I love this sport for many reasons, but when I am on the water nothing else exists but what is between the shores and as far forward as I can see. The river like life never stops moving and you can never go back, all you have is where you are and where you can get to from here.


----------



## TakemetotheRiver (Oct 4, 2007)

Fallingup said:


> Good stuff people!!!
> 
> "take me to the river" I am launching at cataract with you guys next week! Super excited to make that trip, it will be great to meet you too!
> woo-hooo!!!!


 
Yee-haw! I'm excited too, especially to be going back to Cataract- it's been 5 years since I was there.
It'll be good to meet you... good times... who says boating season's over? SYOTR


----------



## lhowemt (Apr 5, 2007)

I am amazed by the fact that I can boat these same rivers over and over, and probably never encounter the same drop of water twice. The water cycle, it's amazing what it does for us.


----------



## li'l_a (Jun 7, 2009)

My life and boating are both influenced by the axiom “you can never step into the same river; for new waters are always flowing on to you” because of the complete and utter variability in how life works, no matter how similar things may appear on the surface, they're never quite the same.

Kayaking also helped push me into what I am presently studying in school, environmental engineering, because I've started worrying about the quality of the water that we dunk ourselves in when there are so many things being dumped into it from so many point and non-point sources.


----------



## Kendi (May 15, 2009)

Not a kayaker- but a rafter. Being on the river has made me focus on what's important in my life. 

For example, I have very catty, holier than thou neighbors. Red wine drinking snobs. Being on the river reminds me that the opinions of narrow minded individuals isn't something I should seek- rather to look at the big picture instead. Life can be one grand adventure- or it can be a dark tunnel where the only focus is trying to be "better than everyone else". 

The river reminds me of which route I should take.


----------



## briandburns (Jan 12, 2010)

Kendi said:


> For example, I have very catty, holier than thou neighbors. Red wine drinking snobs.


 
What's wrong with drinking wine (as long as it's from a box...)?


----------



## West Slope Or Die (Jan 27, 2010)

"going with plan B"
thank god


----------



## Kendi (May 15, 2009)

;-)


briandburns said:


> What's wrong with drinking wine (as long as it's from a box...)?


 Brian- you know I love your boxed red wine. Hells Bells- I'll even bring that instead of cookies next time if you want!


----------

-- Record list --
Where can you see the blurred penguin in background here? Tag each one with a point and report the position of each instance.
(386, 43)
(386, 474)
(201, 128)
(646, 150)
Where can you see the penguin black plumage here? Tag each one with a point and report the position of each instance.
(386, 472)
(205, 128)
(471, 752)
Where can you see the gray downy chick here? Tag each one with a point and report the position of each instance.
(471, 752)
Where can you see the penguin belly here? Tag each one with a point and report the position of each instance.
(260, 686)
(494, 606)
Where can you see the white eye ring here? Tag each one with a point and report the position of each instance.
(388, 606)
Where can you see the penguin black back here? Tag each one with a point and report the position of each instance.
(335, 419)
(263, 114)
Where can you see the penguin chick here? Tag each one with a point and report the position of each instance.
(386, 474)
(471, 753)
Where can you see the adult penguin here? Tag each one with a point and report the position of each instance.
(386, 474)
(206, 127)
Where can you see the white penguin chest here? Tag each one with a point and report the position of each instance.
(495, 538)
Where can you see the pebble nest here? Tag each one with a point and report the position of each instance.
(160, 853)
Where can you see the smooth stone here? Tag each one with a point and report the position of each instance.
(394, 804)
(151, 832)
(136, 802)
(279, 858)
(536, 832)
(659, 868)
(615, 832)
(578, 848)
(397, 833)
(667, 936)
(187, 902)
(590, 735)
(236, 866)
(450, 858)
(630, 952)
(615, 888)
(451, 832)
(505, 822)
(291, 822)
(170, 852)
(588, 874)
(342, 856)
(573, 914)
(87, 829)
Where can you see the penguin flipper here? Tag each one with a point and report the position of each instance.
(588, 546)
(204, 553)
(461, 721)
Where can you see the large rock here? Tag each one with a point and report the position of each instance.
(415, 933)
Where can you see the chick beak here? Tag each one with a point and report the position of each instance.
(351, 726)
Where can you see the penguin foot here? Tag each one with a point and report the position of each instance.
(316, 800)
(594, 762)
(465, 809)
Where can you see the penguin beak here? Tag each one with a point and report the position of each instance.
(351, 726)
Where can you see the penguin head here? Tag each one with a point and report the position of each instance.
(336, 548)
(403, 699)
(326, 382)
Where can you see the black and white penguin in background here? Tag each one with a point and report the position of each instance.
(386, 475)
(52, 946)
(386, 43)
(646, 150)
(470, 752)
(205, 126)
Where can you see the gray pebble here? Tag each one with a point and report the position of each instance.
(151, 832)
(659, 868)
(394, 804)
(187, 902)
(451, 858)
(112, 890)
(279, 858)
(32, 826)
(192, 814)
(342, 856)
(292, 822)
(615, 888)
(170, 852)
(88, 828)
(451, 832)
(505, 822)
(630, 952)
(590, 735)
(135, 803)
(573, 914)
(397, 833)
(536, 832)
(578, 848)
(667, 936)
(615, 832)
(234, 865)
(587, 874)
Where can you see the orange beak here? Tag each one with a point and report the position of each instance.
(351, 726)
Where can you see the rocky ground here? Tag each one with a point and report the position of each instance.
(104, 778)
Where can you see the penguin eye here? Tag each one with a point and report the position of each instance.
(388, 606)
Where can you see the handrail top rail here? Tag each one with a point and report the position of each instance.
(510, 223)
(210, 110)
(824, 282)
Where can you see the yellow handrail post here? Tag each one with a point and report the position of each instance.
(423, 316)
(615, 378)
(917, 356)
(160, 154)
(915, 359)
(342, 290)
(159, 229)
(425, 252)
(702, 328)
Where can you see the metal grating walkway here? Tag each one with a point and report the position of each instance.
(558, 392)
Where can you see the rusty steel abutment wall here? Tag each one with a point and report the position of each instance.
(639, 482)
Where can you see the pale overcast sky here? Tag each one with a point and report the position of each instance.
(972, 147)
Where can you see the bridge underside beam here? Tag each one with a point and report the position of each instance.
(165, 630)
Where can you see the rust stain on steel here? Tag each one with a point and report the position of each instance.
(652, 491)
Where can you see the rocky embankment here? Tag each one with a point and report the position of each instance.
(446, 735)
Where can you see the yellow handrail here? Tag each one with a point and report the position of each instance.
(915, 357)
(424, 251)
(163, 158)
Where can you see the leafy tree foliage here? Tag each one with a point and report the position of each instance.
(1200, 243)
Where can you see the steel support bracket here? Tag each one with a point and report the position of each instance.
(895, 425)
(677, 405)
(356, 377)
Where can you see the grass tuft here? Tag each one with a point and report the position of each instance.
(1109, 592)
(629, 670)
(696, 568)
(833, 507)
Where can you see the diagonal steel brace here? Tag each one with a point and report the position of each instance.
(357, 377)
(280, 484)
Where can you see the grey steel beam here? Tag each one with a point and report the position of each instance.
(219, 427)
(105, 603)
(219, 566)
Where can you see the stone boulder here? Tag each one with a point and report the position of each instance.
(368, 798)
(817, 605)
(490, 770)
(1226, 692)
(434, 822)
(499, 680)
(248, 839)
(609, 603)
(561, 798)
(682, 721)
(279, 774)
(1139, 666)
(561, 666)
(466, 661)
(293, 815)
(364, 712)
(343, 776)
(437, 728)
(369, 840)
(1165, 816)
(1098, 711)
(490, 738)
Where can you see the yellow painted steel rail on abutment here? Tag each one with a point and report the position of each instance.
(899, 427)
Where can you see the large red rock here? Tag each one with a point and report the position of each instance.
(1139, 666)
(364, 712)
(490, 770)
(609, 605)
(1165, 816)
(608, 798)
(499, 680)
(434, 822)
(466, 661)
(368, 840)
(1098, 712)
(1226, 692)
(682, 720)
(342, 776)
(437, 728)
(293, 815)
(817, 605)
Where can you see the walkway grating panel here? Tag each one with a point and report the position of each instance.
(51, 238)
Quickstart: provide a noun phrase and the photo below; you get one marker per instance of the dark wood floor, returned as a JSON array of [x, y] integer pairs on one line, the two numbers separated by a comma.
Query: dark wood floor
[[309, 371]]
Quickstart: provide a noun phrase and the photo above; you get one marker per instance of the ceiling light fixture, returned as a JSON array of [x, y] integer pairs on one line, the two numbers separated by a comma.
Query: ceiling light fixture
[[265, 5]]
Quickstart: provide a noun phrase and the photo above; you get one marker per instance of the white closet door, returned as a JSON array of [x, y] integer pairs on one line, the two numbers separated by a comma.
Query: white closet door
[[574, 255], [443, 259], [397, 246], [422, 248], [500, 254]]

-- Task description --
Decide whether each of these statements agrees with the forum thread about life on the river. Answer yes or no for each, and quote the words from the thread that decide it. 1. It has been five years since TakemetotheRiver was last at Cataract. 2. Kendi describes themself as a kayaker. 3. li'l_a is studying environmental engineering.

-- Final result --
1. Yes: "it's been 5 years since I was there."
2. No: "Not a kayaker- but a rafter."
3. Yes: "what I am presently studying in school, environmental engineering"